Chief Diaz began his career with the Seattle Police Department in 1980. He became the Interim Chief of Police on May 7, 2009, and was sworn into office as the permanent police chief by Mayor McGinn on August 16, 2010.

Enrique Cerna:
It's been a challenging year for the Seattle police department and its chief, John Diaz. In December, the justice department released a scathing report on the use of excessive force by Seattle police and called for major reform in the department. Mayor Mike McGinn and chief Diaz have since come out with a package of reforms called SPD 20/20. But it remains to be seen if that will be enough to satisfy the justice department. As 2012 began, there was a sudden spike in violent crime and homicides in the city. And then came the may day demonstrations. A group of about 60 protesters, most dressed in black, took to the streets of downtown Seattle, intent on causing mayhem. They damaged property, assaulted police and others in their way. Mayor McGinn praised Seattle police for their handling of the rioting, but some business owners felt police could have done more to stop the vandalism. Seattle police chief John Diaz joins me now to talk more about the may day protest, the department's reform efforts, and other issues. And chief, welcome, good to have you here. Let's start with the may day protests and the efforts to track down those who were causing the violence, vandalism, assaulting officers and others. Where are you on trying to find those folks tonight?
┄┄┄┄┄┄┄┄┄┄
#### TASK DESCRIPTION:
Please extend the Seattle police interview transcript, picking up right after its final line. The records play no part in the task.

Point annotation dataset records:
┄┄┄┄┄┄┄┄┄┄
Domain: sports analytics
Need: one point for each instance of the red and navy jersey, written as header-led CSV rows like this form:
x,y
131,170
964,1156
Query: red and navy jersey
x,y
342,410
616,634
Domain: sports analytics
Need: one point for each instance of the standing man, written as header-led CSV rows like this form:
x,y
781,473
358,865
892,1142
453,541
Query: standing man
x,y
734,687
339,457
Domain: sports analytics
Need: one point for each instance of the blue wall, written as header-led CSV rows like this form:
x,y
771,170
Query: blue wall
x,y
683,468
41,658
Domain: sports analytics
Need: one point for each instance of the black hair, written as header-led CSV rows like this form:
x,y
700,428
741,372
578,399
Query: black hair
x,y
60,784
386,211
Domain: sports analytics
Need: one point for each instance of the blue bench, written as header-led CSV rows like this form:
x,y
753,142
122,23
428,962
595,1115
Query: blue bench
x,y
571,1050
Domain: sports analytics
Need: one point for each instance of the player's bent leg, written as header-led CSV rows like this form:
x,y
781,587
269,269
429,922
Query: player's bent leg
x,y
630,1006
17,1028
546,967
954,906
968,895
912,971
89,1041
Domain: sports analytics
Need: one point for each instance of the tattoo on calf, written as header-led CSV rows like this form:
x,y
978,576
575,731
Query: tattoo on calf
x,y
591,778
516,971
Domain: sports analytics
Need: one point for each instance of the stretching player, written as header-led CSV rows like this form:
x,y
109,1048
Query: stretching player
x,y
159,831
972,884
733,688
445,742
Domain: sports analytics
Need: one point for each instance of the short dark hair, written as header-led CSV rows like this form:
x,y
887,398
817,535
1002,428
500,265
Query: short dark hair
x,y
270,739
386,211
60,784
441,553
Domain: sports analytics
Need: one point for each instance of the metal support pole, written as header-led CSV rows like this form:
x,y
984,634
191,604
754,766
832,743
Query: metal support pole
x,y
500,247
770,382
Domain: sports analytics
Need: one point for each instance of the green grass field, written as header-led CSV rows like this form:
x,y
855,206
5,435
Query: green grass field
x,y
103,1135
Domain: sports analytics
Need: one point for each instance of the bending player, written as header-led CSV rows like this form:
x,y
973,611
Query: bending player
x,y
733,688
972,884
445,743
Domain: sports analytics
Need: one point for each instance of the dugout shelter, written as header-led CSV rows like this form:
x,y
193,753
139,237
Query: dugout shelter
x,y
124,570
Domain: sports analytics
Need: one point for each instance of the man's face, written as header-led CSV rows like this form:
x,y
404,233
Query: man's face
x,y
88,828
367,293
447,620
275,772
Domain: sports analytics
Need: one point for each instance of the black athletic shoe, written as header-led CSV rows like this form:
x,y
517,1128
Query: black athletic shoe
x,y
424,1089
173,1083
┄┄┄┄┄┄┄┄┄┄
#### EXPECTED OUTPUT:
John Diaz:
Okay. Great question, Enrique. Basically, one of the dilemmas that we're facing here and across the country, I've been predicting that you're going to see demonstration management changing across policing, across this country. Based on a number of things. The different tactics that are being used by a very small group to try to disrupt the peaceful protests. That's going to be one of the key things. There are some concerns about the use across the country, the use of pepper spray and other types of ways to try to break up some of these protests. So it puts police, police officers, cities, in a very real dilemma. How do you ensure that people can peacefully protest, that the community can peacefully go on their way, and then ensure that the people that are bent on violence as a way to actually deal with them, and you have to do it in a way that it's very difficult because nowadays the use of putting innocent protesters at shields in front of the officers has become a typical tactic. So the approach that we're taking with these may day protests is there's a lot of video out in this day and age, and most of the video isn't from the police department, but from all the various news outlets, from people with camera phones, et cetera. So we are really putting all those pieces together and we have a team that's been put together by assistant chief Jim Pugel, he's our chief of investigations, and they're aggressively tying pieces together, and we'll continue to arrest people and prosecute them to their fullest.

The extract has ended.